YOUR TASK:
Copy everything from the line containing "of the plant" down to the end of the records, keeping each line as it is.

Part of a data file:
— START —
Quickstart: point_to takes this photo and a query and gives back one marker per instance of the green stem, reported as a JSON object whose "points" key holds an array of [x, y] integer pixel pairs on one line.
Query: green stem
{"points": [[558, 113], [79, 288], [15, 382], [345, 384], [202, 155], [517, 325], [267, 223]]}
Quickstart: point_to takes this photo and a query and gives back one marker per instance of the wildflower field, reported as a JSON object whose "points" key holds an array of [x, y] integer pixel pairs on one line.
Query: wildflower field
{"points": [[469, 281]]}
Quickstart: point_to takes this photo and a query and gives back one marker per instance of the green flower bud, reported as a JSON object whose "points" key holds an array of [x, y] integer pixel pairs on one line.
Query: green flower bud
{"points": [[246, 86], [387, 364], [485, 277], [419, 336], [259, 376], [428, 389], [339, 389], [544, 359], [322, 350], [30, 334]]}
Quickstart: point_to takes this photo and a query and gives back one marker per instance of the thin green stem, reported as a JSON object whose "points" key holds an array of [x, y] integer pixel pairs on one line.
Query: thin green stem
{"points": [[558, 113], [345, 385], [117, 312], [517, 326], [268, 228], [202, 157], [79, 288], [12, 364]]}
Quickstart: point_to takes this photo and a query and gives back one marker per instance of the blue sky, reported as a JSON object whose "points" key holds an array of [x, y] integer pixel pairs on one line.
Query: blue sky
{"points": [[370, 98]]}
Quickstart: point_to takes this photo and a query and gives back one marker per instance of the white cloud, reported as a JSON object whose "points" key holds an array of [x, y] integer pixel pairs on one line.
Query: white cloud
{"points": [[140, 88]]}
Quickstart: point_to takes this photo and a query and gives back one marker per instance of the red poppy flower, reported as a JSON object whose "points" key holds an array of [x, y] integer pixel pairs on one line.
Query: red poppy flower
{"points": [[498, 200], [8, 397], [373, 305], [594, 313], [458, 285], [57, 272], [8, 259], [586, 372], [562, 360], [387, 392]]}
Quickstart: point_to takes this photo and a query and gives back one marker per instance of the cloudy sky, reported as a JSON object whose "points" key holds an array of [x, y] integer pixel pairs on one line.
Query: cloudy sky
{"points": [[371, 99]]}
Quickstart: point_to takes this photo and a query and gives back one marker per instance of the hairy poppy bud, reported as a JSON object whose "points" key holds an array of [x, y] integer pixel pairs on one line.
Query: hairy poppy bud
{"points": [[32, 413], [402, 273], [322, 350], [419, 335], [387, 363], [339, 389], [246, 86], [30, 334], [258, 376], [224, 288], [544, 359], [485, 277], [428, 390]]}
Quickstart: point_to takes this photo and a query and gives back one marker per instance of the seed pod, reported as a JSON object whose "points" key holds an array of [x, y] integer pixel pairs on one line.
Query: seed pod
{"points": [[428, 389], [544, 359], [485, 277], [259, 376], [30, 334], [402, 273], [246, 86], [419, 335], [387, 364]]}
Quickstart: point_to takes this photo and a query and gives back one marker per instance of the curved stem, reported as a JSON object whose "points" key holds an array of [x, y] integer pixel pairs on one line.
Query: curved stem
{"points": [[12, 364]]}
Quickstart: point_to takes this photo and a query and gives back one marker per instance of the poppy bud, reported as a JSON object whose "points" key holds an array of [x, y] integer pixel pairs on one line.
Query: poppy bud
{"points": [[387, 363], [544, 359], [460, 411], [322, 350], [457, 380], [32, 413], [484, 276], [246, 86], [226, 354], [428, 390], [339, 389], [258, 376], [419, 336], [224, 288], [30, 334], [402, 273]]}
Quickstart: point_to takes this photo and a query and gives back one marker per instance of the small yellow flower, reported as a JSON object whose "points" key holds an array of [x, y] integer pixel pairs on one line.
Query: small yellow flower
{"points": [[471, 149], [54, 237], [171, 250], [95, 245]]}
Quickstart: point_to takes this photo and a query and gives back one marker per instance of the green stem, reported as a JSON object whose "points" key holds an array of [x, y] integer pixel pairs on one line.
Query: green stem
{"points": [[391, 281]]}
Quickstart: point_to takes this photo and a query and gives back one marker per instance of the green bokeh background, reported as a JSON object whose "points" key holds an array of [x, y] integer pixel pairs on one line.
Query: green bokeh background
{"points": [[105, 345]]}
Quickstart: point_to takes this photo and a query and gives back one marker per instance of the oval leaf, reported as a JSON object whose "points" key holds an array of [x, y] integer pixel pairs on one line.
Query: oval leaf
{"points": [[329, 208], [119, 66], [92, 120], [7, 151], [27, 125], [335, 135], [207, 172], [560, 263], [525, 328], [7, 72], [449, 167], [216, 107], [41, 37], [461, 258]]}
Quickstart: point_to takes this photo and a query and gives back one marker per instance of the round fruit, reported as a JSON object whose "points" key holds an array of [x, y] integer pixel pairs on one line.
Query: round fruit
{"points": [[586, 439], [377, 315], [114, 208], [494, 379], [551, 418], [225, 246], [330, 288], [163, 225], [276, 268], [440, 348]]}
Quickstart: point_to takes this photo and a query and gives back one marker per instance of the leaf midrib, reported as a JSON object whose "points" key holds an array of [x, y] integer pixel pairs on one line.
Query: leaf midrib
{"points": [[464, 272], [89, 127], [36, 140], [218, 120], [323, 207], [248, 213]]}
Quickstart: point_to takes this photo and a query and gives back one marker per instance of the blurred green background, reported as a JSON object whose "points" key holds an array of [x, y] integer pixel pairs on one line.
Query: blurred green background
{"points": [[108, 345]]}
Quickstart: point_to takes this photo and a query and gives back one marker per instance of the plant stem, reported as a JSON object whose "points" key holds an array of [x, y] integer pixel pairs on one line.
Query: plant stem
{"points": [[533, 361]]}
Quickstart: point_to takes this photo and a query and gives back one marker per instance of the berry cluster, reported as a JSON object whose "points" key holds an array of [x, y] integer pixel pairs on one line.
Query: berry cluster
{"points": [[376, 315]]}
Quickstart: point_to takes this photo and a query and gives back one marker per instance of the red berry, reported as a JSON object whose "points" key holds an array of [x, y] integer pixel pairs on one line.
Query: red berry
— END —
ANSWER TO THIS EXERCISE:
Quickstart: point_to takes this photo and a query and gives back one marker per instance of the plant stem, reported as a JSON object whose "points" key holds an array of [x, y] integer pixel pairs on one line.
Query: plant stem
{"points": [[533, 361]]}
Quickstart: point_to takes this photo and a query and gives back one marker per instance of the berry cluster, reported as a JSON object whose "points" key holds an array of [x, y] integer pixel pairs on one line.
Query: berry cluster
{"points": [[376, 315]]}
Quickstart: point_to takes this photo and a query and gives back one marker per instance of the red berry, reported as a JSON object whose "points" key holds an array of [x, y] integer pixel pairs on one line.
Query: red berry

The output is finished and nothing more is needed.